What you will do:
(1) In the passage on carbyne interface structures, how did the authors calculate the asymmetry used to estimate the rectification level?
(2) Using the passage on carbyne interface structures, decide whether each statement below agrees with it. Answer yes or no for each and quote the words from the passage that decide it.
(a) Maximum rectification is obtained at large bias voltage.
(b) Compared with pristine carbyne, the hybrid systems have a smaller voltage range with zero current.
(c) The fluorinated system shows a slightly larger rectification value than the other sample.
(3) List every feature that the passage on carbyne interface structures gives as distinguishing the IV curves of the hybrid systems from the curve for pristine carbyne.

Finally, we consider interface structures consisting of pristine and fully functionalized carbynes (see insets in Fig. 7b for the device structures). Current rectification is expected in such interfacial systems because of the semiconducting and metallic properties of their constituents. Figure 7a shows the IV curves of the considered samples (open-red circles and filled-blue squares) together with the results for the pristine carbyne (filled-black circles). There are several distinct features in the IV curves of the hybrid systems as compared to the one obtained for pristine carbyne. First, the voltage range with zero current reduces (\(\le\) 0.2 V) due to reduced band gap in the electronic structure. Second, the current shows a linear dependence on the voltage starting from small biasing, which is not present in the reference sample. The current enhancement is also obtained in the hybrid systems. Finally, the current for the reverse biasing is larger then the one for the forward biasing, i.e., current rectification is obtained in the hybrid systems. To estimate the rectification level, we have calculated the asymmetry as the ratio of reverse to forward current. Figure 7b shows the asymmetry for both structures. Maximum rectification (> 50%) is obtained for small bias voltage. The asymmetry decreases with increasing the applied bias. Both samples show similar rectification with slightly larger rectification value for the fluorinated system.

Dataset excerpt:
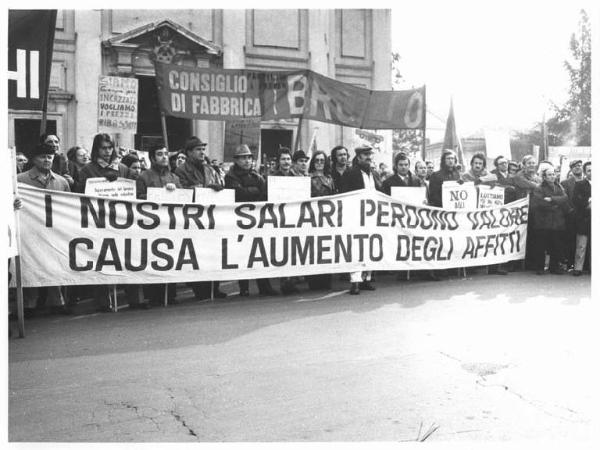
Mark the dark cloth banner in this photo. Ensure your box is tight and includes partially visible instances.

Answer set:
(1) As the ratio of reverse to forward current.

(2)
(a) No: "Maximum rectification (> 50%) is obtained for small bias voltage."
(b) Yes: "the voltage range with zero current reduces"
(c) Yes: "Both samples show similar rectification with slightly larger rectification value for the fluorinated system."

(3)
1. The voltage range with zero current is reduced (to 0.2 V or less), due to a reduced band gap.
2. The current depends linearly on the voltage starting from small biasing.
3. The current is enhanced.
4. The current under reverse biasing is larger than under forward biasing, giving current rectification.